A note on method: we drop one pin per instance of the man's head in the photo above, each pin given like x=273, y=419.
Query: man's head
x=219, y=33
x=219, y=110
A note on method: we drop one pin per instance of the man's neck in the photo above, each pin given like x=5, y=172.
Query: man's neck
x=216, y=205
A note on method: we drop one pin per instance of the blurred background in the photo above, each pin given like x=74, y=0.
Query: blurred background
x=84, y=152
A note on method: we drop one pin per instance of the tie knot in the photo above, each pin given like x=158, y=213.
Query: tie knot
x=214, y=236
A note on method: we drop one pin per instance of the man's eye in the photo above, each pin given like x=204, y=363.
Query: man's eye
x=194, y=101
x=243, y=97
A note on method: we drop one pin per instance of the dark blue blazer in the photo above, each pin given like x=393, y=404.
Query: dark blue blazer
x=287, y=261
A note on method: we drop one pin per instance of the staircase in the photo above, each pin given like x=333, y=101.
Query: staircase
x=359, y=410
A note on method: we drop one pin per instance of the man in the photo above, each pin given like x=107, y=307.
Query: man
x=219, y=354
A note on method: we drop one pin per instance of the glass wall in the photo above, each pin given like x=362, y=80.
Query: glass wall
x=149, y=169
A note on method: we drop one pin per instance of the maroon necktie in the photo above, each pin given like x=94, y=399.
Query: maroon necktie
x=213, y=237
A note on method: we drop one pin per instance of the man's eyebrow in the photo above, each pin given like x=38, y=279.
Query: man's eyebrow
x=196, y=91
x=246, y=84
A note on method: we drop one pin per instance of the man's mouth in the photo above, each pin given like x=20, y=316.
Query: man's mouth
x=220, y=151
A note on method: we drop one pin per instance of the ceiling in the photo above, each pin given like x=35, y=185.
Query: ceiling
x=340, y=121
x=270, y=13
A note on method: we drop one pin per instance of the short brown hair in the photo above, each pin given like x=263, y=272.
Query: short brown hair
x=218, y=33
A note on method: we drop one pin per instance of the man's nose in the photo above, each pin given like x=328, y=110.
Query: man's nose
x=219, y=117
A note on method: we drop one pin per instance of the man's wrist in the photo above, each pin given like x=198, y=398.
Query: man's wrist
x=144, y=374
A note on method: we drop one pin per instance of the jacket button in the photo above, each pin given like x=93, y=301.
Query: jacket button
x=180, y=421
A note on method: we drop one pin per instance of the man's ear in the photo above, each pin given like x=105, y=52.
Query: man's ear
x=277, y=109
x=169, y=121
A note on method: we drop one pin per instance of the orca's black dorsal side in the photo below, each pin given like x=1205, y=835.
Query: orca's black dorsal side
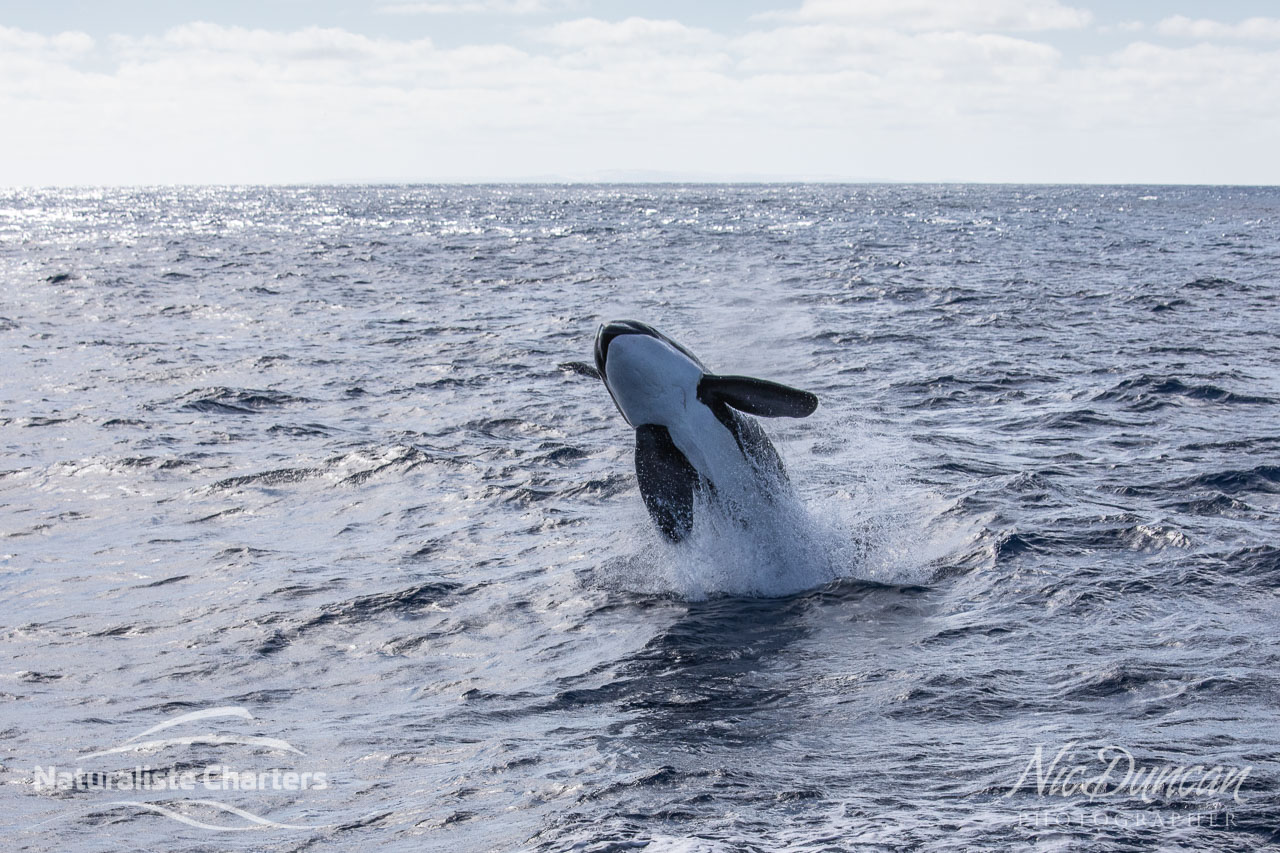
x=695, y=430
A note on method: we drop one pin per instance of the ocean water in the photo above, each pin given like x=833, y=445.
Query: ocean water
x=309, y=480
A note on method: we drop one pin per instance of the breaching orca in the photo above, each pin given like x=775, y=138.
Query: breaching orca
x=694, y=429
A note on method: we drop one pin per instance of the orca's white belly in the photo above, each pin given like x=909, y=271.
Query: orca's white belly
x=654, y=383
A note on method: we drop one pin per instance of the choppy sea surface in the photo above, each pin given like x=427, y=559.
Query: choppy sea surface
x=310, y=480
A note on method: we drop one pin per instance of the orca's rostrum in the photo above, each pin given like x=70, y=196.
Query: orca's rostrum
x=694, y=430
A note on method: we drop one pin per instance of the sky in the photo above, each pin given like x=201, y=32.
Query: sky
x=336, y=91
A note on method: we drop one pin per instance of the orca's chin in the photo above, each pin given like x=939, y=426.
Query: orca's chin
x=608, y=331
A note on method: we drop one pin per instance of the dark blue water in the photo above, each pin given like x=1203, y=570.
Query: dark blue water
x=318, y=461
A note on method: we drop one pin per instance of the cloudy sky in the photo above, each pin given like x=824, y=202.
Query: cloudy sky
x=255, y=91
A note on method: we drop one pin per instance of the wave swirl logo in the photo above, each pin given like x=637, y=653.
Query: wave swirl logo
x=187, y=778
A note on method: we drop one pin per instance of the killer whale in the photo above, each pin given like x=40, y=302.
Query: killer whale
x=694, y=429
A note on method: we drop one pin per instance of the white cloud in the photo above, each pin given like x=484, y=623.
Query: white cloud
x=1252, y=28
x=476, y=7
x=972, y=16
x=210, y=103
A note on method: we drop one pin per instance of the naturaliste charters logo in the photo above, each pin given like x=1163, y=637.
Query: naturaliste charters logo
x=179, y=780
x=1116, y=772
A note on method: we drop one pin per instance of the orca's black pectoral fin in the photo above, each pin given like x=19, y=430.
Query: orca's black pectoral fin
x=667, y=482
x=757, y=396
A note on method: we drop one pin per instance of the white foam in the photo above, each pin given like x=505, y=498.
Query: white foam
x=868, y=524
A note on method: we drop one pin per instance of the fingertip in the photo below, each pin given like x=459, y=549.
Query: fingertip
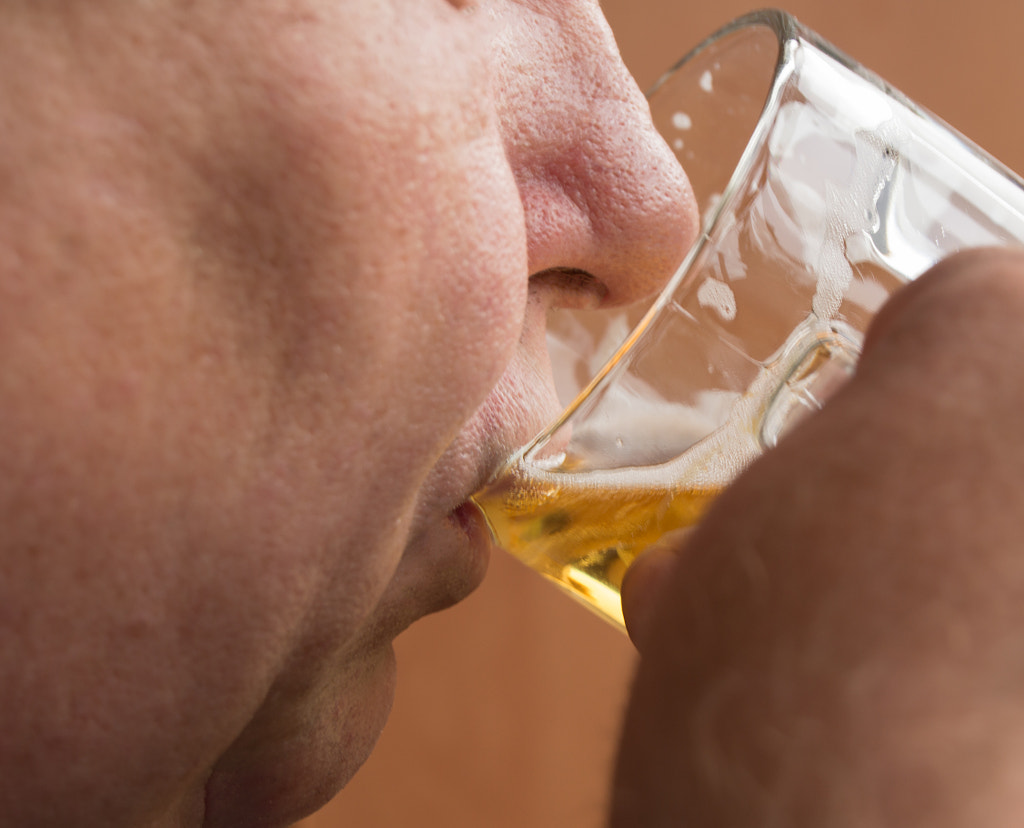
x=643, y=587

┄┄┄┄┄┄┄┄┄┄

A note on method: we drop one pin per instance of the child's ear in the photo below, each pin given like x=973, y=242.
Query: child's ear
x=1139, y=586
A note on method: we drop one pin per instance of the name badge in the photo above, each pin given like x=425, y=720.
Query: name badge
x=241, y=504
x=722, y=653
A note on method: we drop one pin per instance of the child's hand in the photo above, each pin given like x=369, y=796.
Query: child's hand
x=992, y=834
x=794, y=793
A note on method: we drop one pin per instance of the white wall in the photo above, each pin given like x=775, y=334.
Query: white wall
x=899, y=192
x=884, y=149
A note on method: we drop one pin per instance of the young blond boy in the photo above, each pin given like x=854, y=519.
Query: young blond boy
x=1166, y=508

┄┄┄┄┄┄┄┄┄┄

● What is expected: Where the listing above reaches the line that contains "Query: man's neck", start retyping, and finish with the line that contains "like x=204, y=363."; reproduce those lines exactly and no others.

● Expected answer:
Query: man's neck
x=216, y=205
A note on method: we drop one pin per instance of the blurred background in the photo above, each pin given like x=74, y=0.
Query: blurred background
x=84, y=152
A note on method: we drop one pin per instance of the tie knot in the photo above, each pin given like x=158, y=213.
Query: tie knot
x=214, y=236
A note on method: we drop one pin per instance of the man's eye in the photo above, each pin given like x=204, y=363.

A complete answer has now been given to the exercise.